- _What you are asked to do_
Reproduce the data below word for word, keeping every line in its original order.

● ● ● ● ● ● ●

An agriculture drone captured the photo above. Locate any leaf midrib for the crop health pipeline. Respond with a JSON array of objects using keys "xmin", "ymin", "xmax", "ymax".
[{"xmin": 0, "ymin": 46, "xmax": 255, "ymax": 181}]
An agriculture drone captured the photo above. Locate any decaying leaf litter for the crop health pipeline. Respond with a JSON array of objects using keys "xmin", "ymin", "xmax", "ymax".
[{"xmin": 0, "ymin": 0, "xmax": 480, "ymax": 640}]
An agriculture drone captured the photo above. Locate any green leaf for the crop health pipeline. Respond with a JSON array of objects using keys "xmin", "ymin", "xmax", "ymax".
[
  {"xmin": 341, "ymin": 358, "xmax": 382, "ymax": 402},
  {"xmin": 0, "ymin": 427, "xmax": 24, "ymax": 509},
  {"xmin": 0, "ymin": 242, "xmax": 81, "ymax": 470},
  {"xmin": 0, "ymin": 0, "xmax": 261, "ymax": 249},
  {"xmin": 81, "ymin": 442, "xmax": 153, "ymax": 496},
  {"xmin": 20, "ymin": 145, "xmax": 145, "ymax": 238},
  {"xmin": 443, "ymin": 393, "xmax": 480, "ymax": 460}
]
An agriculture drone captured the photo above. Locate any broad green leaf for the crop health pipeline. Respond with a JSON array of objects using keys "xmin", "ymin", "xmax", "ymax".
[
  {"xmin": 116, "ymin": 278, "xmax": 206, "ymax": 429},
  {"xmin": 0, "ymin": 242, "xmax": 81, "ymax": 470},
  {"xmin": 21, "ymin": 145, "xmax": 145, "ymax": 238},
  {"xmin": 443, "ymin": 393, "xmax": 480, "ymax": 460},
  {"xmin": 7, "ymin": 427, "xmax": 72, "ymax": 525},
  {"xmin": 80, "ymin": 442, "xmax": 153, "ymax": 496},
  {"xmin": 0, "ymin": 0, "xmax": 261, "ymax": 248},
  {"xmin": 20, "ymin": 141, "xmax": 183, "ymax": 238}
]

● ● ● ● ● ● ●

- _Final answer_
An agriculture drone captured the photo above. Locate any leaf midrib for the crop health pipeline. Respond with a JSON array of objects using keys "xmin", "ymin", "xmax", "ymax".
[{"xmin": 0, "ymin": 46, "xmax": 255, "ymax": 181}]
An agriculture drone captured the photo above. Locate any decaying leaf litter for the crop health pipeline. Respond with a JSON array of objects using keys "xmin", "ymin", "xmax", "ymax".
[{"xmin": 0, "ymin": 0, "xmax": 480, "ymax": 640}]
An agriculture drone captured the photo above. Locate any green leaf for the crop health pipeline. Respond with a JSON array of objects using keys "xmin", "ymin", "xmax", "ymax".
[
  {"xmin": 341, "ymin": 358, "xmax": 382, "ymax": 402},
  {"xmin": 0, "ymin": 427, "xmax": 24, "ymax": 509},
  {"xmin": 0, "ymin": 242, "xmax": 81, "ymax": 470},
  {"xmin": 0, "ymin": 0, "xmax": 261, "ymax": 249},
  {"xmin": 81, "ymin": 442, "xmax": 153, "ymax": 496},
  {"xmin": 20, "ymin": 145, "xmax": 145, "ymax": 238},
  {"xmin": 443, "ymin": 393, "xmax": 480, "ymax": 460}
]
An agriculture drone captured the photo above. Locate any broad green leaf for the crop health pipeline. Respond with a JSON array of objects using keys "xmin", "ymin", "xmax", "ymax".
[
  {"xmin": 116, "ymin": 278, "xmax": 206, "ymax": 429},
  {"xmin": 0, "ymin": 242, "xmax": 81, "ymax": 470},
  {"xmin": 21, "ymin": 145, "xmax": 145, "ymax": 238},
  {"xmin": 443, "ymin": 393, "xmax": 480, "ymax": 460},
  {"xmin": 7, "ymin": 427, "xmax": 72, "ymax": 525},
  {"xmin": 80, "ymin": 442, "xmax": 153, "ymax": 496},
  {"xmin": 0, "ymin": 0, "xmax": 261, "ymax": 248},
  {"xmin": 20, "ymin": 141, "xmax": 183, "ymax": 238}
]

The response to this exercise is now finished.